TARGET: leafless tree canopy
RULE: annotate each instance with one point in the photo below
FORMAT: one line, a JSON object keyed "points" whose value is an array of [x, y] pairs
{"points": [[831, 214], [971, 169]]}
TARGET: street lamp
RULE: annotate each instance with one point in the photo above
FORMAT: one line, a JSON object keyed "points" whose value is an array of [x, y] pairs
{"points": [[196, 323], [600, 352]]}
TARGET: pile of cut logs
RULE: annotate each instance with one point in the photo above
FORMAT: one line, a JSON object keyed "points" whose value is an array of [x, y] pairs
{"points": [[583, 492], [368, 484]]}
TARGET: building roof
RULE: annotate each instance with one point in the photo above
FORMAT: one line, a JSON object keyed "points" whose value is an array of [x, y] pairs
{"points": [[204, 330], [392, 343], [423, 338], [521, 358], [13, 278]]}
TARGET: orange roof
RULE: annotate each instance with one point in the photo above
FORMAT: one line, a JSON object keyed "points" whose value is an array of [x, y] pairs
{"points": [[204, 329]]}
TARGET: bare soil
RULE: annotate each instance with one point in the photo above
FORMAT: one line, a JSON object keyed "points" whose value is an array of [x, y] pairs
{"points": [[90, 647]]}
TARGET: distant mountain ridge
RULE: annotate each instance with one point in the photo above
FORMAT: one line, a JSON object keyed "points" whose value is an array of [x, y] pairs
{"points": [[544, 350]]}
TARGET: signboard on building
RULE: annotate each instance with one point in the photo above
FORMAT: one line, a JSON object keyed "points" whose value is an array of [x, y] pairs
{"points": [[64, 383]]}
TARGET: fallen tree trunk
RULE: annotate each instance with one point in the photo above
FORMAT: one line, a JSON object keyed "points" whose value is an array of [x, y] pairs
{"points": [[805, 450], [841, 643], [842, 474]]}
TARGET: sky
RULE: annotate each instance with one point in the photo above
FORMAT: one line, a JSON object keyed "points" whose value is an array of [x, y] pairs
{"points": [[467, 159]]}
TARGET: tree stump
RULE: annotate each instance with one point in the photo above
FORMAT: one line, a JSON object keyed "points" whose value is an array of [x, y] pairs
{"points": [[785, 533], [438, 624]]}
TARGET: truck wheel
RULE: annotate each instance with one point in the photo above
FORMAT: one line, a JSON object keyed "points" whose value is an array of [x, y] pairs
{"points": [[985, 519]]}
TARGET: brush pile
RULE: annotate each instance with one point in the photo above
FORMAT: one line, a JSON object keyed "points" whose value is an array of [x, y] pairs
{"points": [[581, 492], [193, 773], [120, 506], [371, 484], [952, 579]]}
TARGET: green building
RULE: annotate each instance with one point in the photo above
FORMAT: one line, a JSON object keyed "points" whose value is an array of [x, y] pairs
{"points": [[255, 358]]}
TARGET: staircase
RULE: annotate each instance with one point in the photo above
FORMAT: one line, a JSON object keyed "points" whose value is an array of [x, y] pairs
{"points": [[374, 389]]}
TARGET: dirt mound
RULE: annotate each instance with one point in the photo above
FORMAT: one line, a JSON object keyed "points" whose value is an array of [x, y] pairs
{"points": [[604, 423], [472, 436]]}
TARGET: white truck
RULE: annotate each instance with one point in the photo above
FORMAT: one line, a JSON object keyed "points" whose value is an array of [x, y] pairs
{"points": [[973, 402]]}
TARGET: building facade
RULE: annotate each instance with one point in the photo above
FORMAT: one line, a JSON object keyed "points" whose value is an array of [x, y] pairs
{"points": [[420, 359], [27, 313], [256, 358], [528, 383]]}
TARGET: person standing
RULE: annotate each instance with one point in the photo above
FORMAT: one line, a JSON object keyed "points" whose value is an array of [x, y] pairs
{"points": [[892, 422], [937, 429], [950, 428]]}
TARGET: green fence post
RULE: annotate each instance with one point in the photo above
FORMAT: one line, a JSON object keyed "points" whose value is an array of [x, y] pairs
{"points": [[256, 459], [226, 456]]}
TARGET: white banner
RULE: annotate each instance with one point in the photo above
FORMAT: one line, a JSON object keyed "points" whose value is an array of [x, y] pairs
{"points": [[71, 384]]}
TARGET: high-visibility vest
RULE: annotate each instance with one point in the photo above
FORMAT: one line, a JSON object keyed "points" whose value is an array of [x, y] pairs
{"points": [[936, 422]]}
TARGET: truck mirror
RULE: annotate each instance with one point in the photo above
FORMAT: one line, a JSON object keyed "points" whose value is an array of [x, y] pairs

▸ **WHAT TO DO**: Copy out exactly the lines from the line with "TARGET: white banner" to the end of the listing, including both of those lines, and give nothing else.

▸ **FINISHED EXERCISE**:
TARGET: white banner
RULE: annotate each instance with one point in the photo above
FORMAT: one line, a JSON object keyed "points" whose value is an array of [x, y] pairs
{"points": [[71, 384]]}
TARGET: high-visibility vest
RULE: annotate each instance with one point in the photo above
FORMAT: one line, a JSON object keyed "points" whose value is an array of [x, y] pairs
{"points": [[936, 422]]}
TARGET: truck mirror
RULE: annotate each instance with one point in the photo above
FORMAT: one line, a JSON object keyed "points" whose value is an array of [x, y] pairs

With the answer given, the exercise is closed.